» **Challenge**: From the XQuery introduction below, retype the passage that begins with the words containing "Once the person" and ends with "your radar early.", keeping every character unchanged.

» **Text to read**:
## BEGIN
Introducing Developers to XQuery in MarkLogic
In the last few month’s I have helped a number of developers enter the world of XQuery. Here are the first three websites that I point people to on their first day as well as some discussions on sequences and FWLOR statements that often occur.
W3School.com’s XPath Tutorial and W3Schools.com’s XQuery Tutorial — While not directly related to the W3C, the XPath and XQuery tutorials here are a pretty good non-intimidating introduction. (There is even a link to an XML tutorial for those who need some work on fundamentals) Teaching XPath before XQuery is essential to stop people from overusing the “where” clause of FLWOR statements that could otherwise be done with an XPath predicate. You can try out W3School’s code snippets first by inserting their XML into MarkLogic under “books.xml” by copying something like the following into the Query Console
let $books := <bookstore> <book category="COOKING"> <title lang="en">Everyday Italian</title> <author>Giada De Laurentiis</author> <year>2005</year> <price>30.00</price> </book> ... other books from W3Schools example ... </bookstore> return xdmp:document-insert("books.xml", $books)
Once the person is comfortable with the basics, I almost always plunge them into the excellent Ninja Tutorial on the MarkLogic community site. This tutorial reinforces XPath and XQuery while also expanding to things like JSON and search, which are nice to have on your radar early.
The next thing I do is make sure the developer has the most recent MarkLogic XQuery functions reference bookmarked.
The “Everything is a Sequence” Discussion
I can usually skip this discussion with people who enjoy reading language specifications with formal grammars or railroad diagrams (you can generate railroad diagrams for XQuery 1.0 with this excellent tool, use the tabs to page through the interface), but understanding sequences and where they fit into XQuery can really help new developers when they are reading and writing code their first day.
All literals are sequences, and don’t need parenthesis if there is only one item or if the expression is the Query Body of the Main Module
1 (: a sequence of 1 xs:integer literal :) "Hello World" (: a sequence of 1 xs:string literal :)
Sequences collapse. Sequences don’t nest like Arrays in other languages. The following evaluate to equivalent sequences:
("a", "b", "c, "d") ("a", (), "b", "c", "d") ("a", ( "b", "c"), "d")
All expressions are sequences. Literals, Path Expressions, FLWOR statements, IF/ELSEs , TYPESWITCHes, and COMPARISON all evaluate to sequences, even if they are just returning a sequence of count 1. These language structures all return sequences, combine into sequences, and even have sequences inside of them:
(: returns a sequence of perfect squares :) for $i in (1 to 10) return $i * $i
(: Two statements expressed as a sequence :) ( for $book in fn:doc("books.xml")//book return fn:concat( $book/title, ": ", $book/author), if(fn:exists(//book[fn:contains(./title, "SQL")]) then "Yuck" else "Hooray!" )
## END
» **Dataset extract**:
## BEGIN
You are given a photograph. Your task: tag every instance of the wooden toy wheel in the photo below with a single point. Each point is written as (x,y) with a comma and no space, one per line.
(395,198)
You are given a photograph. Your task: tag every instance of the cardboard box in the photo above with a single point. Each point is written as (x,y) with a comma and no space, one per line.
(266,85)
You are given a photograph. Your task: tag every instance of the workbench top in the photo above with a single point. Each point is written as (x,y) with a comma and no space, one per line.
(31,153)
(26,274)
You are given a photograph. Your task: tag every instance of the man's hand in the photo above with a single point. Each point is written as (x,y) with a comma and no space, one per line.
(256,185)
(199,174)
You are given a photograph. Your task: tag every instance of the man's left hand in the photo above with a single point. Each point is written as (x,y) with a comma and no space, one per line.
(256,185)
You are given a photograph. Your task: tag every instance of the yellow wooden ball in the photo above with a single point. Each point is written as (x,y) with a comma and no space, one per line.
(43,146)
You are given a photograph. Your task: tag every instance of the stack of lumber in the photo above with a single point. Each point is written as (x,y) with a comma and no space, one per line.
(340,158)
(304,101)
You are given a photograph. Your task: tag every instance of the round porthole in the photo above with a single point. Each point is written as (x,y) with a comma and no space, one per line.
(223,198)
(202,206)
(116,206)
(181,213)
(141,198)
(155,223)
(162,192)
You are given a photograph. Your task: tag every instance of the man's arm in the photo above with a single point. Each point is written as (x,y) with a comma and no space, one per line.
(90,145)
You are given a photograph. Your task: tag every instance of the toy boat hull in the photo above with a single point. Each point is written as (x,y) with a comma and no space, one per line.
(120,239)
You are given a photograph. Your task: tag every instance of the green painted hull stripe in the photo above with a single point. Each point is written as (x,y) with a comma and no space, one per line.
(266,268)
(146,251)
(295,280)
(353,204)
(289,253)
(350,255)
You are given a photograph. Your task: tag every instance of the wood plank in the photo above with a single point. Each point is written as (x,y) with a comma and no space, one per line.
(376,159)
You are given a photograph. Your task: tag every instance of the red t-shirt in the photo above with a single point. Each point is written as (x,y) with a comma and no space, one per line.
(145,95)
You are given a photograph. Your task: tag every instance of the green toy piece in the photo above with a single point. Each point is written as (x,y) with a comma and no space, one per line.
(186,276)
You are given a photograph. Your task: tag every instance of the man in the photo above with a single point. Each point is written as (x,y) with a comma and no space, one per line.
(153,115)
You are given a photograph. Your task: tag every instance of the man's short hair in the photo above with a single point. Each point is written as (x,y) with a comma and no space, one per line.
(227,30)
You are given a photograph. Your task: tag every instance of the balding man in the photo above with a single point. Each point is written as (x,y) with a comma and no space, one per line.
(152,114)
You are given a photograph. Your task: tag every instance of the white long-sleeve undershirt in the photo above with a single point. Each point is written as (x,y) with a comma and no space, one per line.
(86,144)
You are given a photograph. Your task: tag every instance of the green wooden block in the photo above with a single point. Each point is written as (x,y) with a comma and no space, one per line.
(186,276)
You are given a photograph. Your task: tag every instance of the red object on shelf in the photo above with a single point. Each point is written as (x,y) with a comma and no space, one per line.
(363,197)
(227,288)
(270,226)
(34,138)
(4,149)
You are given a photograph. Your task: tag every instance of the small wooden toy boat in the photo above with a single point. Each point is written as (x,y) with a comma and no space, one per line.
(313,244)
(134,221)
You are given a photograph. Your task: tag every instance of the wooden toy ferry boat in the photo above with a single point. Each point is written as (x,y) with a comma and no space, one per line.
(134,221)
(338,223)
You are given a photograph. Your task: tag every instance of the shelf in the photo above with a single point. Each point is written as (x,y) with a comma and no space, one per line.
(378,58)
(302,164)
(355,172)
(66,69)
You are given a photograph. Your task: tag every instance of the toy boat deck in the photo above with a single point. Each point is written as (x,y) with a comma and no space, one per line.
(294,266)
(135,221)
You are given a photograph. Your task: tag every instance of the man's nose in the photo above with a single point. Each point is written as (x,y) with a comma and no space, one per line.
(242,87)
## END
» **Solution**:
Once the person is comfortable with the basics, I almost always plunge them into the excellent Ninja Tutorial on the MarkLogic community site. This tutorial reinforces XPath and XQuery while also expanding to things like JSON and search, which are nice to have on your radar early.